* **To do**
Below is a set of entries; copy all of them exactly.

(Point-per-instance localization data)
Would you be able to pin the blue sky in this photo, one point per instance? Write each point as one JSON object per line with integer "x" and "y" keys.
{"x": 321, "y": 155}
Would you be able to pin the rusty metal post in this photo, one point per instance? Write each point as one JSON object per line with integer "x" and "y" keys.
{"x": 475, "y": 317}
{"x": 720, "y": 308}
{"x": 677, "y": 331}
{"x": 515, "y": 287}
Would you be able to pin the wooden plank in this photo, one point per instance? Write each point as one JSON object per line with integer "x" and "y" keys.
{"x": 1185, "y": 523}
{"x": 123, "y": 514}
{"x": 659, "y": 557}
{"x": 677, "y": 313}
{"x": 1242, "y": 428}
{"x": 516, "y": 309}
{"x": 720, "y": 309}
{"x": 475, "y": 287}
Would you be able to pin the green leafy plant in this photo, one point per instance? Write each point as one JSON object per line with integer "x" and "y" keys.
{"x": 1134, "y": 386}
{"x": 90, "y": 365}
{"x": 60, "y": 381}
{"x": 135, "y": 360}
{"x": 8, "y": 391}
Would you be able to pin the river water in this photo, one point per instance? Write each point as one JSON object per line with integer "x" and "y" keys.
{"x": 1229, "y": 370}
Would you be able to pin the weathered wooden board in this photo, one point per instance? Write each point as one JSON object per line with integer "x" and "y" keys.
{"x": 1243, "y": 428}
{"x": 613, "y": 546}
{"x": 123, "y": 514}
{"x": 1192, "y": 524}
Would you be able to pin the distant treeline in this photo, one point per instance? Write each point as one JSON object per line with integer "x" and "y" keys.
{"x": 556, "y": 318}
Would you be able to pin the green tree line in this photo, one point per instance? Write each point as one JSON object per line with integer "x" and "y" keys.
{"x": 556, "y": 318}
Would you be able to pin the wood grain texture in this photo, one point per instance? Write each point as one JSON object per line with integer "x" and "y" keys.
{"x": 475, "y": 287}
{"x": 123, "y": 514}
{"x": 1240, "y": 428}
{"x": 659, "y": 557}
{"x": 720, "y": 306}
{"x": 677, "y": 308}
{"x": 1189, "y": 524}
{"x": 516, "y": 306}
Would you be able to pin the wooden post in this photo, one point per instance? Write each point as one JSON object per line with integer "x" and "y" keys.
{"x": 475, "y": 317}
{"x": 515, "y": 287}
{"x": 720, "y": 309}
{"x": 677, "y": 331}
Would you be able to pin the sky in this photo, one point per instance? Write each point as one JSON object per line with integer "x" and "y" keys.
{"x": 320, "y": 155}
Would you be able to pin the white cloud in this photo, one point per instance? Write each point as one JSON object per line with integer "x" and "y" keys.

* **Completed exercise**
Would you be able to pin the blue sky in this photo, one point per instance? Write each point as one JSON object per line with integer "x" and "y" keys.
{"x": 321, "y": 155}
Would you be able to pin the rusty metal post in this photo, one point per instance? Write each point as one JSON object per line with integer "x" and "y" keys.
{"x": 475, "y": 317}
{"x": 720, "y": 308}
{"x": 677, "y": 331}
{"x": 515, "y": 287}
Would you be able to pin the wooden plank in this photo, one point per instance? Write each point as one JSON object per line with integer "x" and "y" keys.
{"x": 1185, "y": 523}
{"x": 123, "y": 514}
{"x": 659, "y": 557}
{"x": 677, "y": 313}
{"x": 1242, "y": 428}
{"x": 516, "y": 309}
{"x": 720, "y": 309}
{"x": 475, "y": 287}
Would you be able to pin the green leafy plant in this photo, one point per instance? Write each point as one JSON object per line with integer "x" and "y" keys.
{"x": 1134, "y": 386}
{"x": 90, "y": 365}
{"x": 60, "y": 381}
{"x": 135, "y": 360}
{"x": 8, "y": 391}
Would you be able to pin the river water in this photo, one point per instance? Write each point as one JSON object per line with integer "x" and "y" keys.
{"x": 1229, "y": 370}
Would you be able to pin the weathered wooden board in this photo, one point per instance? Write each point as one JSON object per line with integer "x" and "y" keys.
{"x": 1243, "y": 428}
{"x": 613, "y": 546}
{"x": 123, "y": 514}
{"x": 1192, "y": 524}
Would you be able to pin the distant treeline in this photo, one point per instance? Write each point as one JSON object per line with integer "x" and "y" keys.
{"x": 556, "y": 318}
Would you be able to pin the green tree line in this photo, one point per instance? Write each point as one JSON object per line with integer "x" and "y" keys.
{"x": 556, "y": 318}
Would you be able to pin the wood grain texture in this photo, one point per instance? Write each point as one JSON object per line with integer "x" and "y" keys.
{"x": 475, "y": 287}
{"x": 123, "y": 514}
{"x": 1240, "y": 428}
{"x": 659, "y": 557}
{"x": 720, "y": 306}
{"x": 677, "y": 308}
{"x": 1189, "y": 524}
{"x": 516, "y": 306}
Would you be able to pin the wooden post in this photo, one point per instance? Write each point as one JSON object per line with integer "x" and "y" keys.
{"x": 475, "y": 317}
{"x": 515, "y": 287}
{"x": 720, "y": 309}
{"x": 677, "y": 331}
Would you be able to pin the sky in this photo, one point per instance? Write each point as one JSON object per line with integer "x" and "y" keys.
{"x": 320, "y": 155}
Would you be able to pin the white cloud in this photo, one point per instance? Write each point as one JSON object per line with integer "x" and "y" keys.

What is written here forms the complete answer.